» Problem:
Pictures aside, copy every record word for word.

» Data under study:
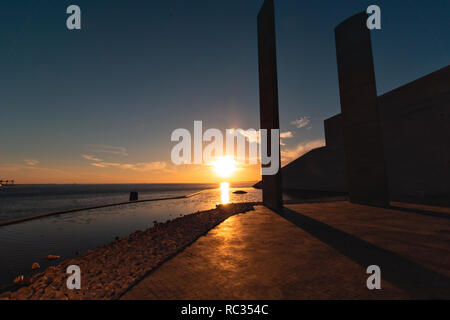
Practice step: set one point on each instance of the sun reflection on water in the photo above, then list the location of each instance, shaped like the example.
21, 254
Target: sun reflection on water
225, 192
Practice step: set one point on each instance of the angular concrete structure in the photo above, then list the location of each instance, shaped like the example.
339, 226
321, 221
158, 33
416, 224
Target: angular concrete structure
363, 140
268, 95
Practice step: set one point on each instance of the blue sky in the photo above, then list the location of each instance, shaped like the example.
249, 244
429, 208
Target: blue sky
140, 69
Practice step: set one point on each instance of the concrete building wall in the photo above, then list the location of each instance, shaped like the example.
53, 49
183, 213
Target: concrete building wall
416, 131
415, 122
361, 123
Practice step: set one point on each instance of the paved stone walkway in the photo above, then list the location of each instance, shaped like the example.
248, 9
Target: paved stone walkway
312, 251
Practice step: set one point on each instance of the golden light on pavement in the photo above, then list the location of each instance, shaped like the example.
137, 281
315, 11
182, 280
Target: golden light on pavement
225, 192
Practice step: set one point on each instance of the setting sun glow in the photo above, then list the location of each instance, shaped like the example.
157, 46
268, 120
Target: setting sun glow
224, 166
225, 192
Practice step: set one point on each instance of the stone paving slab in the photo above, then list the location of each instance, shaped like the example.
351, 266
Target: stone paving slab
315, 251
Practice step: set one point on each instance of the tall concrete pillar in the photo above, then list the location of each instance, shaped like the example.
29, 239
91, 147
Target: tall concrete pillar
268, 97
365, 164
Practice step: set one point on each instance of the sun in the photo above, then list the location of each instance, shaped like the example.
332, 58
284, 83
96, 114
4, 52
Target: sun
224, 166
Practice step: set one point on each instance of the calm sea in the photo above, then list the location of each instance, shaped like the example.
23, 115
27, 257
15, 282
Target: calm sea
27, 242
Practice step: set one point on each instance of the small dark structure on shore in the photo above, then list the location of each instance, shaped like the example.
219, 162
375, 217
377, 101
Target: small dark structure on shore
134, 196
6, 183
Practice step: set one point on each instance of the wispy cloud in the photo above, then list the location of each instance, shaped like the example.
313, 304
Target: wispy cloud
288, 155
31, 162
301, 122
141, 166
252, 136
91, 158
103, 148
285, 135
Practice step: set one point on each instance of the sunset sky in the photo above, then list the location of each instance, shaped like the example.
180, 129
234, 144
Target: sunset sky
99, 105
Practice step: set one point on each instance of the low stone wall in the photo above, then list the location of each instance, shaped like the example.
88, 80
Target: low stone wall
109, 271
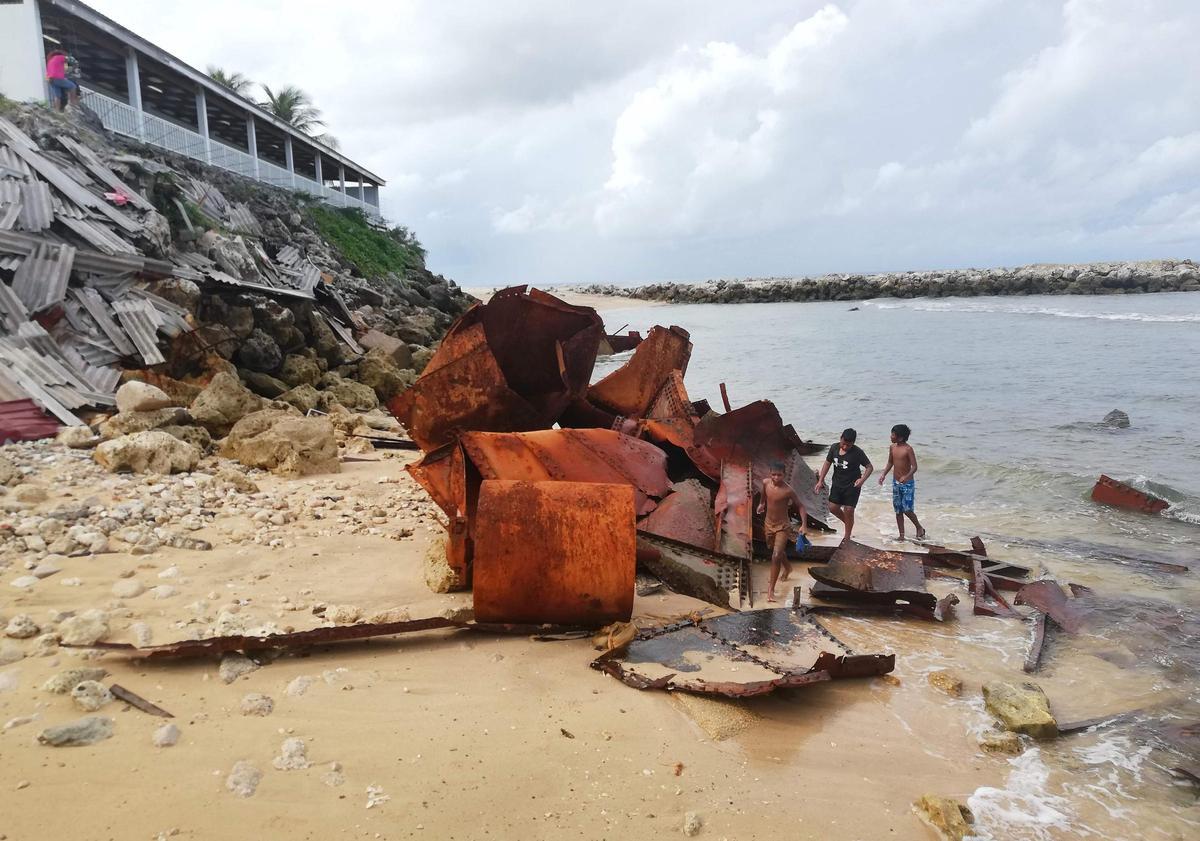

» Solution:
Practice step: set one point on each instance of the sun reflection on water in the photo above, then list the location of each instance, shaped like the example.
21, 254
Target: sun reflection on water
225, 192
Practice step: set one point on each instance of the angular concrete structure in the photo above, then list the location of each instance, shaped like the example.
339, 226
321, 221
158, 33
416, 224
Target: angular concrete structure
363, 140
268, 95
Practice step: set one point on each instance of the blue sky in the photo above, then list the location of each instance, shaped like the example.
249, 244
429, 208
Target: blue sky
140, 69
Practice step: set one point on each instance of the concrete building wall in the photo above, then list the location of each instance, shaped like the example.
53, 49
183, 213
Target: concrete building wall
416, 131
415, 122
361, 123
Practice step: set one point on each instance of the paved stone walkway in the photo above, then list the location of each instance, shaped like the example.
248, 9
Target: paved stone walkway
312, 251
Practice step: set one point on each instance of the golden light on pavement in the photo above, then list the location of each instance, shaped like the example.
137, 281
315, 11
182, 280
Target: golden light on pavement
225, 192
Practice step: set one point on each instance of the setting sun glow in the photo above, then list the location of each instance, shaped like the example.
157, 46
268, 120
Target: setting sun glow
224, 166
225, 192
Practice step: set one point on each instance of the stone paving slab in the photo above, then list the location of each instance, shaped like the example.
351, 266
Target: stone paving slab
315, 251
Practice step: set one point on each instance of the tall concrete pillar in the photo above, then list the location of each instance, shaped like the example.
29, 239
91, 147
Target: tall concrete pillar
268, 97
365, 164
Practice step: set one point on each instance of the sun in the photo above, then list the location of each instance, shaped like the example.
332, 58
284, 83
96, 114
4, 52
Target: sun
224, 166
Practice step: set one point on each instance of the calm sea in the photo above, then list the location of each instance, shaped like the example.
23, 115
27, 257
15, 282
Target: calm sea
27, 242
Practice step: set one point on each instance of the small dark structure on shore in the photo above, then list the location of each instance, shaped like the example.
219, 162
375, 217
377, 101
Target: small dark structure on shore
134, 196
6, 183
Practice step: set one point on each instance of the wispy cloud in the photo above, then list the location of each instance, shaped like the example.
313, 304
Target: wispy cloud
288, 155
31, 162
301, 122
141, 166
252, 136
91, 158
103, 148
285, 135
Practice step: set one point on each instance of the sunset sky in the photo above, then list the location of each instance, shaped like the example.
180, 129
234, 144
Target: sunset sky
99, 105
Practice step: set one point on each instance of the low stone wall in the photo above, then list the location of each instance, shaped like the example.
88, 80
Target: low stone wall
109, 271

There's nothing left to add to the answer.